▶ Written instruction
Convert the listing below into a numbered list with one line per item. Omit blank lines and exclude the pictures from the output.

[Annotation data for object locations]
** Start **

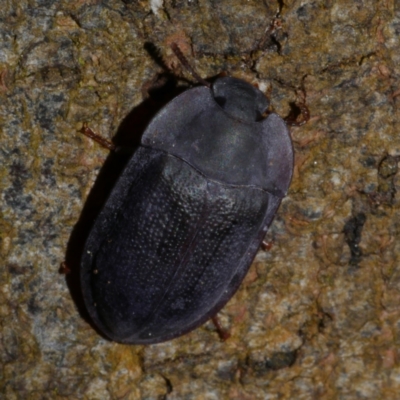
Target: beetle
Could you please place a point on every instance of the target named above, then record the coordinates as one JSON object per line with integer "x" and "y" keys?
{"x": 186, "y": 217}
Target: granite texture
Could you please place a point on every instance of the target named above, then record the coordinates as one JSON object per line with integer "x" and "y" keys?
{"x": 318, "y": 316}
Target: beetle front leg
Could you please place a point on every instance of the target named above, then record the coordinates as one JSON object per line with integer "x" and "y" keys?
{"x": 222, "y": 333}
{"x": 96, "y": 137}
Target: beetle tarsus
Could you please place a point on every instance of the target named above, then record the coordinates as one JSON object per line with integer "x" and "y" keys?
{"x": 64, "y": 269}
{"x": 222, "y": 333}
{"x": 266, "y": 246}
{"x": 183, "y": 60}
{"x": 97, "y": 138}
{"x": 293, "y": 118}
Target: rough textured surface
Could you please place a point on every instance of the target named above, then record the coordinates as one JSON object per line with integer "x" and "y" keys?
{"x": 318, "y": 315}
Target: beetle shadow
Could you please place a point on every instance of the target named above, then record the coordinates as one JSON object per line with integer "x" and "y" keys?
{"x": 127, "y": 140}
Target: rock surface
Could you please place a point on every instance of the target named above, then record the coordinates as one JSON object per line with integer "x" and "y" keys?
{"x": 318, "y": 315}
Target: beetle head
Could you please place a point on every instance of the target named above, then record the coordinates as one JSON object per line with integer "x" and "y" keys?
{"x": 240, "y": 99}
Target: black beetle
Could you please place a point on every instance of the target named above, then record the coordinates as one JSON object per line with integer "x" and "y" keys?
{"x": 188, "y": 214}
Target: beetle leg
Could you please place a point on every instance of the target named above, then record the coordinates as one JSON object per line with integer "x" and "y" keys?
{"x": 266, "y": 246}
{"x": 97, "y": 138}
{"x": 222, "y": 333}
{"x": 64, "y": 269}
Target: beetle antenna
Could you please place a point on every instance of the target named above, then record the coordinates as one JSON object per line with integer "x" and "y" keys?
{"x": 183, "y": 60}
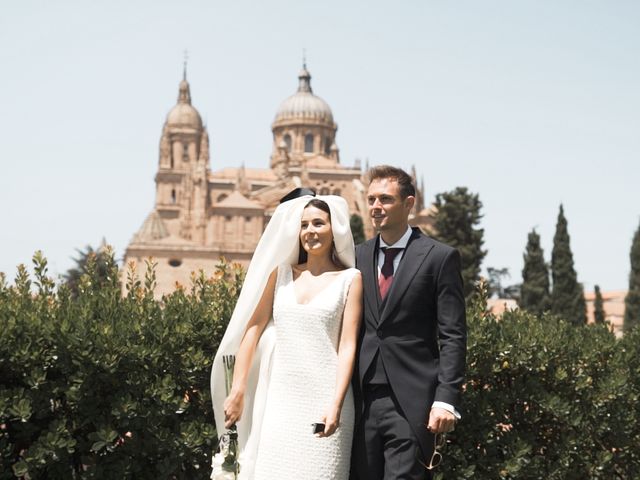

** End **

▶ Task answer
1. Target: beetle
2. Could you please place a point on every instance of the target named above, then record the coordinates as one JSON object per line with integer "x" and "y" keys?
3. {"x": 186, "y": 217}
4. Target: granite texture
5. Could you please place a point on every instance of the target named above, then record the coordinates as one JSON object per line with integer "x" and "y" keys?
6. {"x": 318, "y": 316}
7. Target: beetle front leg
8. Could you please place a point on every instance of the target named above, then record the coordinates as one JSON object per line with integer "x" and "y" keys?
9. {"x": 222, "y": 333}
10. {"x": 96, "y": 137}
11. Target: beetle tarsus
12. Could you please place a point on every instance of the target named above, then record the coordinates as one JSON object per line with integer "x" and "y" keys?
13. {"x": 64, "y": 269}
14. {"x": 222, "y": 333}
15. {"x": 266, "y": 246}
16. {"x": 183, "y": 60}
17. {"x": 97, "y": 138}
18. {"x": 293, "y": 118}
19. Target: rough textured surface
20. Could you please place a point on every instance of the target named above, then record the coordinates as one JSON object per line with integer "x" and "y" keys?
21. {"x": 318, "y": 315}
22. Target: beetle shadow
23. Could you please place a point on every instance of the target named above, then record the coordinates as one JSON object per line with integer "x" and "y" keys?
24. {"x": 127, "y": 140}
25. Target: rock surface
26. Could you please place a point on every instance of the target named above, then record the coordinates as one JSON object per line with integer "x" and "y" keys?
27. {"x": 318, "y": 315}
28. Target: beetle head
29. Could you please place a point on every instance of the target named above, then record the coordinates as one JSON object per line with integer "x" and "y" keys?
30. {"x": 240, "y": 99}
31. Target: black beetle
32. Could you please place a point on every instance of the target named above, then record the coordinates as one JSON object per line with integer "x" and "y" keys?
33. {"x": 188, "y": 214}
34. Target: beetle leg
35. Could you please place a point on every instance of the target named above, then record the coordinates as one JSON object per line with integer "x" and "y" keys?
36. {"x": 266, "y": 246}
37. {"x": 97, "y": 138}
38. {"x": 222, "y": 333}
39. {"x": 64, "y": 269}
40. Target: beetle antenna
41. Could you please place a point on every instance of the target named above, then record the coordinates as one JSON object per line with integer "x" and "y" keys?
42. {"x": 183, "y": 60}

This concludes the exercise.